> _Aim_
Please copy every one of the records below word for word, omitting the pictures.

(Records from a dataset)
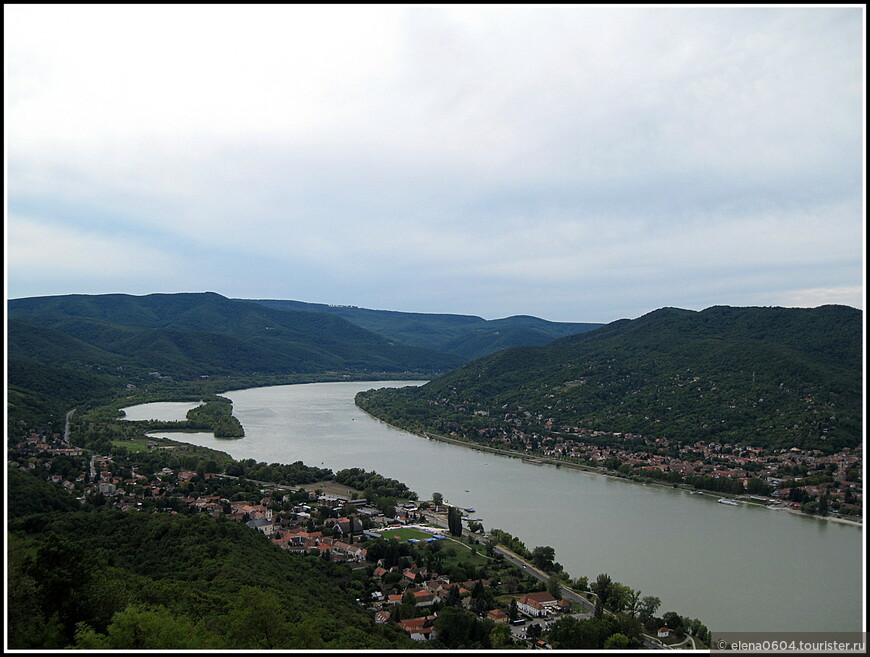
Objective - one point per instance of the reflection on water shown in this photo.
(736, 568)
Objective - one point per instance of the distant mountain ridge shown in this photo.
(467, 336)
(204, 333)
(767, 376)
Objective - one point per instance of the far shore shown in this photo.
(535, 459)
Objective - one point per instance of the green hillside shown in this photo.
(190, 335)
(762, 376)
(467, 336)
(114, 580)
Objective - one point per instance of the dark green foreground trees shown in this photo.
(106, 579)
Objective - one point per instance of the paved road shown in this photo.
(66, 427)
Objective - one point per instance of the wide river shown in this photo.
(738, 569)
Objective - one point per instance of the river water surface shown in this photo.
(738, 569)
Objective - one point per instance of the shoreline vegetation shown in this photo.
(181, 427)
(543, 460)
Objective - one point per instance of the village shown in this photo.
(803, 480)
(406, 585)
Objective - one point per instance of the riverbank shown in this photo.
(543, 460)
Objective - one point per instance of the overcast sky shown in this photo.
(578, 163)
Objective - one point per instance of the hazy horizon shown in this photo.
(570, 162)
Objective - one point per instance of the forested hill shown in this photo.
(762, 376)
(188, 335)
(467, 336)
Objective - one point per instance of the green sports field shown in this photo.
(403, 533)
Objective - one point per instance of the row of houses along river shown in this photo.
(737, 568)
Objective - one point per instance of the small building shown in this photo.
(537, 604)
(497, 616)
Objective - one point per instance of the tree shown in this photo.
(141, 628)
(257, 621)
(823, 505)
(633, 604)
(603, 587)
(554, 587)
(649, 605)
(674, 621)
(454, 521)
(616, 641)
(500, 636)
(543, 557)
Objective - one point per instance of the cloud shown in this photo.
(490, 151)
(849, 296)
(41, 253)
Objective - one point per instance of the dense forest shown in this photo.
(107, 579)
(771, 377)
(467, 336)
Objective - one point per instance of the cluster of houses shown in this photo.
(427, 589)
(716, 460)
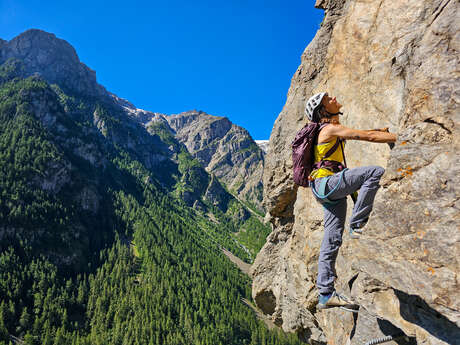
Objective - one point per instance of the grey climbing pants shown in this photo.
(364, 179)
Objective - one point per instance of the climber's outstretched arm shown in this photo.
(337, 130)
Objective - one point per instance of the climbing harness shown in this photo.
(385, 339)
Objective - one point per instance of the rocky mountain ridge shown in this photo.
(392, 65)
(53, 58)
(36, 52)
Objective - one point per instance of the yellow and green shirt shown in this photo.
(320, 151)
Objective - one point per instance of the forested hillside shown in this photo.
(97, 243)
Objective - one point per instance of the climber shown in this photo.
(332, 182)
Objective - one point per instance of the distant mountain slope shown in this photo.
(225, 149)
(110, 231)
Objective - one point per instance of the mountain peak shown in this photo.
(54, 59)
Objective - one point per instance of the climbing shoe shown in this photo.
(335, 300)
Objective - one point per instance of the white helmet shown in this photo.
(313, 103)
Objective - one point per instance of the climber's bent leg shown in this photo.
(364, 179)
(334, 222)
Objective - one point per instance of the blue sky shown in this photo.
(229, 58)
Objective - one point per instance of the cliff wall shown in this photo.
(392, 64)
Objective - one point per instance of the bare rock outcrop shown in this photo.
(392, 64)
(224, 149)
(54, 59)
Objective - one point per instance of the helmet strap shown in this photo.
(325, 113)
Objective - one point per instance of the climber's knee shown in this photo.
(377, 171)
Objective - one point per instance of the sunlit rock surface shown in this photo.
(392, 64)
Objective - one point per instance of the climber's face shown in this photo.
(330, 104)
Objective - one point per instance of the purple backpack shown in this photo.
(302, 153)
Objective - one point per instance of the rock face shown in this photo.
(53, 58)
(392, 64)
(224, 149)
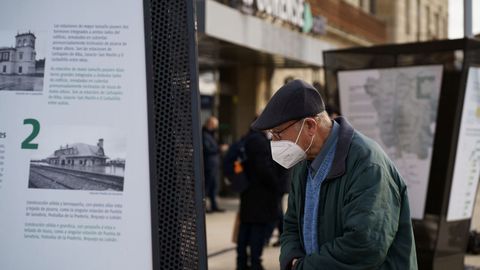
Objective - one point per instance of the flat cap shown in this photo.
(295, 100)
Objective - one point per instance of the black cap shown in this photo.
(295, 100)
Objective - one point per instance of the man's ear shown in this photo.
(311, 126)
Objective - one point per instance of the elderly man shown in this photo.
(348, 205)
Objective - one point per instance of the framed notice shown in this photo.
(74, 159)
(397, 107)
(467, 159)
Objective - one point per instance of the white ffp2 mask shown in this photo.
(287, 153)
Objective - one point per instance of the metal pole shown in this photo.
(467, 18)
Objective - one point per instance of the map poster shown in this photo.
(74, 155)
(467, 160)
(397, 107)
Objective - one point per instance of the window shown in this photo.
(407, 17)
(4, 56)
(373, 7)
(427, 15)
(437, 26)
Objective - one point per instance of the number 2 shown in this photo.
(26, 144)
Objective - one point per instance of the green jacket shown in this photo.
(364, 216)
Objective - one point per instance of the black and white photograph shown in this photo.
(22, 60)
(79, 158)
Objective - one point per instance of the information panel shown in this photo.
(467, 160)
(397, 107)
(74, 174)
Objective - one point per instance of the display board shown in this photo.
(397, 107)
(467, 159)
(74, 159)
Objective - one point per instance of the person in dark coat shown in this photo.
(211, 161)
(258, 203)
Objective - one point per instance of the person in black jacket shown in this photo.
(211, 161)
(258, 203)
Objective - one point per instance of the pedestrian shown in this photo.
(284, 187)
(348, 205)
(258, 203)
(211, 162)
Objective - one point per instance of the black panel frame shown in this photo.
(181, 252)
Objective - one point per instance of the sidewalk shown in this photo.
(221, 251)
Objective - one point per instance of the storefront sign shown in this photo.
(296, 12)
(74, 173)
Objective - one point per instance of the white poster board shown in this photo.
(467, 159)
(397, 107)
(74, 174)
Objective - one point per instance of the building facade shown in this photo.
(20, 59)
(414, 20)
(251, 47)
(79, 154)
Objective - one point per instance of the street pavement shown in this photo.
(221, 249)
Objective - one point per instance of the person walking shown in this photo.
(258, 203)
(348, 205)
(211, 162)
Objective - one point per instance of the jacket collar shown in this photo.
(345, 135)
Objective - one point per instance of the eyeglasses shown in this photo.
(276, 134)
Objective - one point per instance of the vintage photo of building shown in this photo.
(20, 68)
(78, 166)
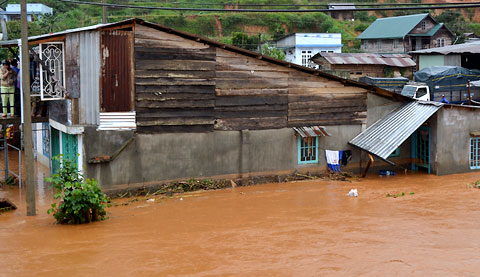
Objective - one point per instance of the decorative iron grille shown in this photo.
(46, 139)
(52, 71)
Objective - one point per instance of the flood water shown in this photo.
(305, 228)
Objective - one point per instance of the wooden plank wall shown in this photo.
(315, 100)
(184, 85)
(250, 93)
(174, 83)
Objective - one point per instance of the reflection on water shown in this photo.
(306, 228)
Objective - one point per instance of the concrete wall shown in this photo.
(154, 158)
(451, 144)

> _Expected answer_
Objective - one point per instance of the reflection on water shown in this photo.
(736, 568)
Objective - one point per instance of the distant mountain ridge shown in this photo.
(467, 336)
(204, 333)
(767, 376)
Objective - one point per instance of the far shore shown in this photo.
(535, 459)
Objective - one point per instance of the green hillside shown in this photo.
(190, 335)
(762, 376)
(467, 336)
(114, 580)
Objective - one point per instance of the dark green foreground trees shown in this photo.
(106, 579)
Objective - one point per instance of the paved road shown in this photo.
(66, 427)
Objective - one point per instance of the wide river shown in this photo.
(738, 569)
Objective - one point per instance of the river water surface shown in this photo.
(738, 569)
Objective - one point per instance of the shoreline vegetation shown in this photo.
(181, 427)
(543, 460)
Objective - one point per instance of the village shown in this photo.
(803, 480)
(406, 585)
Objective - one point per instance of the riverbank shown in this photo.
(543, 460)
Objective - one point per instance of the overcast sky shown in this photo.
(578, 163)
Objective - one point per instance of the hazy horizon shown in this photo.
(570, 162)
Objective - one point per instance of the forested hill shown in this photo.
(762, 376)
(188, 335)
(467, 336)
Objective - one point per instance of the green sports field shown in this photo.
(403, 533)
Objective - one point per instance of the row of houses along river shown in this photo.
(737, 568)
Objective - one point per instance of the small building shown in this photo.
(537, 604)
(497, 616)
Objective - one point per instance of the tree shown in this photo.
(141, 628)
(257, 621)
(823, 505)
(633, 604)
(603, 587)
(554, 587)
(649, 605)
(674, 621)
(454, 521)
(616, 641)
(500, 636)
(543, 557)
Objective - one point per instance of the cloud shown in this photo.
(490, 151)
(849, 296)
(41, 253)
Objective - one point per instance of the dense forest shown in this photo.
(107, 579)
(771, 377)
(467, 336)
Objective - one point per instance of the cluster of houses shown in this photo.
(427, 589)
(716, 460)
Objective - one point per instance of the grey climbing pants shown in this photo.
(364, 179)
Objective - one point per instance of the climber's outstretched arm shown in this photo.
(337, 130)
Objective - one point per instance of the climbing harness shown in this photo.
(385, 339)
Objective - one point per instance of the rocky mountain ridge shown in this photo.
(392, 65)
(53, 58)
(36, 52)
Objective - one point per instance of the yellow and green shirt shown in this photo.
(320, 151)
Objective - one point per instance of the forested hillside shown in this photo.
(97, 243)
Objective - one point per instance of the climber shown in this photo.
(332, 182)
Objective - one point per instance of the distant mountain slope shown in this photo.
(225, 149)
(110, 231)
Objective - one point per instance of the mountain peak shown in this photo.
(54, 59)
Objective - one point per instance of the climbing shoe shown in this photo.
(335, 300)
Objective - one point per instance of the white helmet shown in this photo.
(313, 103)
Objective - one point per instance of the climber's bent leg shown in this photo.
(364, 179)
(334, 222)
Objective - one point per instance of the blue sky shown in this photo.
(229, 58)
Objective - one point per instance of the cliff wall shown in this photo.
(392, 64)
Objective - one point per instance of the bare rock outcrop shown in this photo.
(392, 64)
(224, 149)
(54, 59)
Objective - one point per instance of the helmet strap shown in this photo.
(325, 113)
Objective - one point per instance of the climber's knee shown in this photo.
(377, 171)
Objective - one point per instance of the sunlit rock surface shown in this photo.
(392, 64)
Objective - one point per instance of the climber's face shown in this photo.
(330, 104)
Objective - one point per instance of the purple backpack shown in this photo.
(302, 153)
Objective - one point per instance of the rock face shown in this photo.
(53, 58)
(392, 64)
(224, 149)
Objective - one point per instance of the flat cap shown in this photo.
(295, 100)
Objective - one point per instance of the black cap shown in this photo.
(295, 100)
Objective - one point per instance of the man's ear shown in this photo.
(311, 126)
Objective - one point per instance of the elderly man shown in this photo.
(348, 205)
Objective - one point per instance of the framed notice shown in this photo.
(74, 159)
(397, 107)
(467, 159)
Objective - one point per instance of the white ffp2 mask shown in this photo.
(287, 153)
Objective - one point per instance of the metal pole shown in this photo.
(467, 18)
Objective - one point per instance of the map poster shown in this photo.
(74, 155)
(467, 160)
(397, 107)
Objective - one point per instance of the window shown in this photo.
(407, 17)
(4, 56)
(373, 7)
(427, 15)
(437, 26)
Objective - one point per instance of the number 2 shown in this photo.
(26, 144)
Objective - one point per instance of the green jacket shown in this photo.
(364, 216)
Objective - one point per instance of the black and white photograph shown in this photo.
(22, 60)
(79, 158)
Objective - one point per instance of the information panel shown in this photo.
(467, 160)
(397, 107)
(74, 174)
Objective - one point per instance of the display board shown in this photo.
(397, 107)
(467, 159)
(74, 159)
Objective - one point per instance of the person in dark coat shown in this photo.
(211, 161)
(258, 203)
Objective - one point per instance of the person in black jacket shown in this photo.
(211, 161)
(258, 203)
Objective - one point per instance of the pedestrian shown in this photo.
(284, 187)
(348, 205)
(258, 203)
(211, 162)
Objective - one point per instance of the black panel frame shown in this photo.
(181, 252)
Objective - one point per instance of the sidewalk shown in this photo.
(221, 251)
Objective - one point per instance of the storefront sign shown in this photo.
(296, 12)
(74, 173)
Objective - one point per instance of the white poster board shown in this photo.
(467, 159)
(397, 107)
(74, 174)
Objective - one point per instance of the building facade shown in this photo.
(20, 59)
(414, 20)
(251, 47)
(79, 154)
Objective - one point per instance of the street pavement shown in this photo.
(221, 249)
Objective - one point per instance of the person walking shown in this photo.
(258, 203)
(348, 205)
(211, 162)
Objective - one point per instance of the jacket collar shown in this photo.
(345, 135)
Objective - one point per instance of the eyeglasses shown in this photo.
(276, 134)
Objective - one point per instance of the vintage photo of building shown in this photo.
(20, 68)
(78, 166)
Objective - one point per instance of the decorative iron grille shown in this photo.
(46, 139)
(52, 71)
Objective - one point per instance of the flood water shown in this photo.
(305, 228)
Objective - one point per instance of the wooden plank wall shown in this photo.
(315, 100)
(184, 85)
(250, 93)
(174, 83)
Objective - one point per instance of the reflection on water shown in this photo.
(306, 228)
Objective - one point per instance of the concrete wall shown in this photo.
(154, 158)
(451, 144)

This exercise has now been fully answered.